你的指令:
把下面的全部数据原样逐字重抄一遍，不做任何改动。

[位置标识条目]
++++

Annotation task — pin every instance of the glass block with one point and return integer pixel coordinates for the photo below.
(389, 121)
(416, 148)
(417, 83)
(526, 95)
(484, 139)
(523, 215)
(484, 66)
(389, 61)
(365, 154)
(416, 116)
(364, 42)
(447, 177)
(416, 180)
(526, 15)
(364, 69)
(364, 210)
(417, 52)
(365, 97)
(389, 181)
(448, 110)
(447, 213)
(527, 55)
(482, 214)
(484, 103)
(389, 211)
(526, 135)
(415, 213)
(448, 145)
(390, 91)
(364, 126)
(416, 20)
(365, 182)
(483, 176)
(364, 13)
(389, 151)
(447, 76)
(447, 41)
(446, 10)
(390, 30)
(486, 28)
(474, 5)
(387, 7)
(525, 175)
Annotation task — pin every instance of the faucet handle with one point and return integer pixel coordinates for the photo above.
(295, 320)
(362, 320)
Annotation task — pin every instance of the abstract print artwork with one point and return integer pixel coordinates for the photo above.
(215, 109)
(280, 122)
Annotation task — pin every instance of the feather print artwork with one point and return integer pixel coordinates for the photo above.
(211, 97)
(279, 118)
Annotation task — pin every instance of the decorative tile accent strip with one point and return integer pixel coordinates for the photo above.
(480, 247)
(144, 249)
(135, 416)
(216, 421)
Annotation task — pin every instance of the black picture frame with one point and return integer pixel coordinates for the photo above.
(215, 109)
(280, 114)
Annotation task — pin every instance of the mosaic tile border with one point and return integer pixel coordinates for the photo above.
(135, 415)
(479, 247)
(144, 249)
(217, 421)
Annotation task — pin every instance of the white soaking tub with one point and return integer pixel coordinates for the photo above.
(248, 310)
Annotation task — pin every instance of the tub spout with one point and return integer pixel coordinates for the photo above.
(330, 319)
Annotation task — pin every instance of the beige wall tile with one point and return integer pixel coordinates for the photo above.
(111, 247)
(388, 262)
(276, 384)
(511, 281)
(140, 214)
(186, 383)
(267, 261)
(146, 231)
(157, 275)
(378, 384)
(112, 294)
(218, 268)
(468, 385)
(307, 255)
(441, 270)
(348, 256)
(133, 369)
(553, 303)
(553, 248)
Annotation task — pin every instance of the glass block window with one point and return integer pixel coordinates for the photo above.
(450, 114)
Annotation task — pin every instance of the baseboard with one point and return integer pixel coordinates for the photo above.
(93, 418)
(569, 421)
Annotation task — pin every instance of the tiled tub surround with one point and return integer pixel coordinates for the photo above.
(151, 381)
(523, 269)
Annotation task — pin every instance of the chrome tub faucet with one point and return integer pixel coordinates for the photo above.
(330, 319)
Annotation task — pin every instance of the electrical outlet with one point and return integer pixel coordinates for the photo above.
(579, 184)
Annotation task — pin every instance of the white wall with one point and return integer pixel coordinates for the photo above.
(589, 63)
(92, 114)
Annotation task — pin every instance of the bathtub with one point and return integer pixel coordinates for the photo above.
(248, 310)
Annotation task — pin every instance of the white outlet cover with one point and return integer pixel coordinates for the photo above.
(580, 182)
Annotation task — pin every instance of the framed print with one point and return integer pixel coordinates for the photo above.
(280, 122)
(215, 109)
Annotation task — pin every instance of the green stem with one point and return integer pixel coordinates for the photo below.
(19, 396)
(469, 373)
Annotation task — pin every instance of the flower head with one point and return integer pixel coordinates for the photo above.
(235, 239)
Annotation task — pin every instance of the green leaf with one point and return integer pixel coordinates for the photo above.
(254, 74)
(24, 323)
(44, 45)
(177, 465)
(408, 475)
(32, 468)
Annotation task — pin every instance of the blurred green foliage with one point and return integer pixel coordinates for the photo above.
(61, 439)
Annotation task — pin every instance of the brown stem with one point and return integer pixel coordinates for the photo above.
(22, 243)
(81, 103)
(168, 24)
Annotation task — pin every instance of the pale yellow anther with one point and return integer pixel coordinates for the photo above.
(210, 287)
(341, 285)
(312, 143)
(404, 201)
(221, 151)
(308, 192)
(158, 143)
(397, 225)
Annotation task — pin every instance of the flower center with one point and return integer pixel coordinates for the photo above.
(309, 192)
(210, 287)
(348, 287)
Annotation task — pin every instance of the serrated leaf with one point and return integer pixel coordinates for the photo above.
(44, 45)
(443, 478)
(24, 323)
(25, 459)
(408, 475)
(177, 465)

++++

问题解答:
Annotation task — pin every instance of the glass block with one point and return integer pixel coordinates for the photo below.
(389, 121)
(416, 148)
(417, 83)
(526, 95)
(484, 139)
(523, 215)
(484, 66)
(389, 61)
(365, 154)
(416, 116)
(364, 42)
(447, 177)
(416, 180)
(526, 15)
(364, 69)
(364, 210)
(417, 52)
(365, 97)
(389, 181)
(448, 110)
(447, 213)
(527, 55)
(482, 214)
(484, 103)
(389, 211)
(526, 135)
(415, 213)
(448, 145)
(390, 91)
(364, 126)
(416, 20)
(365, 182)
(483, 176)
(364, 13)
(389, 151)
(447, 76)
(447, 41)
(446, 10)
(390, 30)
(486, 28)
(474, 5)
(387, 7)
(525, 175)
Annotation task — pin every instance of the faucet handle with one point and return integer pixel coordinates for the photo above.
(295, 320)
(362, 320)
Annotation task — pin every instance of the abstract print artwork with one point and return integer pixel coordinates for the photo above.
(215, 109)
(280, 122)
Annotation task — pin every instance of the feather print artwork with one point and return integer pixel coordinates for the photo above.
(211, 97)
(279, 118)
Annotation task — pin every instance of the decorative tile accent strip with one point and return integer pixel coordinates for the photo above.
(480, 247)
(144, 249)
(135, 416)
(216, 421)
Annotation task — pin every instance of the black picture frame with one point and return integer pixel coordinates for the photo above.
(215, 109)
(280, 114)
Annotation task — pin every instance of the mosaic tile border with one point and return integer pixel coordinates for the photo above.
(135, 415)
(479, 247)
(144, 249)
(217, 421)
Annotation task — pin every instance of the white soaking tub with one point and return integer pixel coordinates for the photo above.
(248, 310)
Annotation task — pin every instance of the tub spout with one point and return integer pixel coordinates for the photo above.
(330, 319)
Annotation task — pin every instance of the beige wall tile with one point and return integer pixel coordinates for the photo above.
(111, 247)
(388, 262)
(276, 384)
(511, 281)
(140, 214)
(186, 383)
(267, 261)
(146, 231)
(157, 275)
(378, 384)
(112, 294)
(218, 268)
(468, 385)
(307, 255)
(441, 270)
(348, 256)
(133, 369)
(553, 303)
(553, 248)
Annotation task — pin every instance of the glass block window with one point and return integer pixel coordinates for the photo above.
(450, 114)
Annotation task — pin every instance of the baseboard with one point and return integer pixel coordinates for the photo above.
(93, 418)
(569, 421)
Annotation task — pin every instance of the tiled tub surround with one point and return integer pixel coordinates for the photo above.
(151, 381)
(523, 269)
Annotation task — pin every instance of the chrome tub faucet with one point and return integer pixel coordinates for the photo above.
(330, 319)
Annotation task — pin every instance of the electrical outlet with one point and return integer pixel coordinates for the photo above.
(579, 184)
Annotation task — pin every instance of the white wall with one point and return integer pixel coordinates for the photo above.
(589, 63)
(92, 114)
Annotation task — pin every instance of the bathtub with one point and return integer pixel coordinates for the photo above.
(248, 310)
Annotation task — pin every instance of the white outlet cover with one point and return integer pixel coordinates for the photo above.
(580, 182)
Annotation task — pin every instance of the framed print with one point and return integer pixel coordinates for the photo above.
(280, 122)
(215, 109)
Annotation task — pin every instance of the green stem with one point and return integer pixel coordinates for the photo below.
(19, 396)
(469, 373)
Annotation task — pin every instance of the flower head with one point and return integer pixel coordinates for the photo above.
(235, 239)
Annotation task — pin every instance of the green leaf with one point and return integer pixel coordinates for the photo above.
(254, 74)
(24, 323)
(44, 45)
(177, 465)
(408, 475)
(32, 468)
Annotation task — pin every instance of the blurred green foliage with one point and return integer pixel coordinates for the photo above.
(61, 439)
Annotation task — pin every instance of the brown stem with one point and return integer pixel coordinates for the photo above.
(22, 243)
(81, 103)
(168, 24)
Annotation task — pin every instance of the pale yellow anther with one point and return integer pixel coordinates for the photo above.
(210, 287)
(341, 285)
(312, 143)
(404, 201)
(221, 151)
(308, 192)
(158, 143)
(397, 225)
Annotation task — pin every instance of the flower center with one point and return integer pixel coordinates for the photo above.
(309, 192)
(210, 287)
(348, 287)
Annotation task — pin every instance of the serrated leaf with one point and return integer pixel coordinates for the photo above.
(44, 45)
(443, 478)
(24, 323)
(25, 459)
(408, 475)
(177, 465)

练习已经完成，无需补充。